* BEGIN Task inputs *

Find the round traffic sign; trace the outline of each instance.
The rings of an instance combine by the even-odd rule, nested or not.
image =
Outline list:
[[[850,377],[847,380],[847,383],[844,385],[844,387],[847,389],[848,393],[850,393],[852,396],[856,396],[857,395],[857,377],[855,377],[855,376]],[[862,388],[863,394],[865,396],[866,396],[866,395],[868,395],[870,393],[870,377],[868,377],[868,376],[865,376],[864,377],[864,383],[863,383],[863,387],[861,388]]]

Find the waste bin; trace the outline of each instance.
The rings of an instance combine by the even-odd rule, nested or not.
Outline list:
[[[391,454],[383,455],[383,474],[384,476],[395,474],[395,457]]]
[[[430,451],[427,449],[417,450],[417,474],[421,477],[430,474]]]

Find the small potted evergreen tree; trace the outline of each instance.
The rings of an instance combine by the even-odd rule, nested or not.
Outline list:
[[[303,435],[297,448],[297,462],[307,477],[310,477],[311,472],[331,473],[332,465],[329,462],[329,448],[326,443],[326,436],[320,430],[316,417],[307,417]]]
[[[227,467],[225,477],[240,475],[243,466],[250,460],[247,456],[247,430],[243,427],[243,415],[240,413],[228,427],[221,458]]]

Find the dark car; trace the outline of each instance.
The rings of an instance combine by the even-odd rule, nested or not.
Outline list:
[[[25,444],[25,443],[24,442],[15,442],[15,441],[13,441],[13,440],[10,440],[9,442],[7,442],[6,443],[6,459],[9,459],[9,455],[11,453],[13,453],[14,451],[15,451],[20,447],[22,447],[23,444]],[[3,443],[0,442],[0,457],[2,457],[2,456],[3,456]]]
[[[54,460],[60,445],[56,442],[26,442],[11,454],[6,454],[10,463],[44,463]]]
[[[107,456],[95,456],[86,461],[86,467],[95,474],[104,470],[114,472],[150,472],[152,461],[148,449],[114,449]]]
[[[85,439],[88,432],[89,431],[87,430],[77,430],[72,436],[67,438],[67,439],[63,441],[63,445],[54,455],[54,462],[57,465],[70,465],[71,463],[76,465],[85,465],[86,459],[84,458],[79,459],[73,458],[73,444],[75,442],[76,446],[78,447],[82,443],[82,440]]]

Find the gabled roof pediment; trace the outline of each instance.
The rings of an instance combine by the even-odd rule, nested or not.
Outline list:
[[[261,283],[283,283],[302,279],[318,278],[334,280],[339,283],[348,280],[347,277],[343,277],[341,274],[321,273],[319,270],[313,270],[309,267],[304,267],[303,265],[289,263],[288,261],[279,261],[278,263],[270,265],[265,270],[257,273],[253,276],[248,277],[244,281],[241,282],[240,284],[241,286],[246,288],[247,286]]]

* END Task inputs *
* BEGIN Task inputs *

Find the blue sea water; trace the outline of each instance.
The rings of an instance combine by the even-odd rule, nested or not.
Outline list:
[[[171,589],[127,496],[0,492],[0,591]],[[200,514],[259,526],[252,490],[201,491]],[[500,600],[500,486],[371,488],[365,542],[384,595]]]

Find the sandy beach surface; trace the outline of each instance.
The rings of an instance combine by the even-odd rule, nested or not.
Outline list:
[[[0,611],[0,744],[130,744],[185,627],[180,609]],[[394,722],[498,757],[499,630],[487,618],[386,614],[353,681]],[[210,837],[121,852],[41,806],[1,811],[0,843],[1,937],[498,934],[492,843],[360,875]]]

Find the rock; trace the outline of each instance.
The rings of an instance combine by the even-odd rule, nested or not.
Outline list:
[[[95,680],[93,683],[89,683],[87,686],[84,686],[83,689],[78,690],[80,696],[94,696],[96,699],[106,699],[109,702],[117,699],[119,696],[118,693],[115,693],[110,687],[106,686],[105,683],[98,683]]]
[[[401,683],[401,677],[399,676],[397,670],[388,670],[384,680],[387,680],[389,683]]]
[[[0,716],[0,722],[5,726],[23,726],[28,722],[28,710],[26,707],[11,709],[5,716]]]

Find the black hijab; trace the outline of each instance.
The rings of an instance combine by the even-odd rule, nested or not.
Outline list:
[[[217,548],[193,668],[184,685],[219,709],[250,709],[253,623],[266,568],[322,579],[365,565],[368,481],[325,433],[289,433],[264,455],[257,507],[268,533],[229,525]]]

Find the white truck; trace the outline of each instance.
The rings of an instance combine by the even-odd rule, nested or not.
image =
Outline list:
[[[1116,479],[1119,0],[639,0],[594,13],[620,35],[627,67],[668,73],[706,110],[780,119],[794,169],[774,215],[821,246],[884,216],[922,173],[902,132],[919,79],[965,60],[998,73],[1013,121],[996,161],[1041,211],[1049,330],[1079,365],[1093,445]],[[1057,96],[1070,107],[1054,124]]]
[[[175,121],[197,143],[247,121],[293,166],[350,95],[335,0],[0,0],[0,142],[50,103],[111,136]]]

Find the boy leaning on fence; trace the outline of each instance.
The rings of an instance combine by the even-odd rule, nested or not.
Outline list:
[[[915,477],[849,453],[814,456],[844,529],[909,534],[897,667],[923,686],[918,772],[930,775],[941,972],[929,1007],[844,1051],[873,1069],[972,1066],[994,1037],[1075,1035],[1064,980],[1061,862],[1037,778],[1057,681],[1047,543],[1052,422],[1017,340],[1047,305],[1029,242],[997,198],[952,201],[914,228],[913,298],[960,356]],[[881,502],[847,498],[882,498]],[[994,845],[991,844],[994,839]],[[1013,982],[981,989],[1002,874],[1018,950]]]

* END Task inputs *

## The problem
Render the part of the entries that opens with the line containing "Find the waste" and closes with the line containing "[[[430,451],[427,449],[417,450],[417,474],[421,477],[430,474]]]" as a Markdown table with the columns Row and Line. Number each line in Row and leave out blank lines.

## Task result
| Row | Line |
|---|---|
| 1 | Find the waste bin; trace the outline of each instance. |
| 2 | The rings of an instance combine by the even-odd rule, nested or not. |
| 3 | Outline list: |
| 4 | [[[391,454],[383,455],[383,474],[384,476],[395,474],[395,457]]] |
| 5 | [[[430,451],[427,449],[417,450],[417,474],[421,477],[430,474]]] |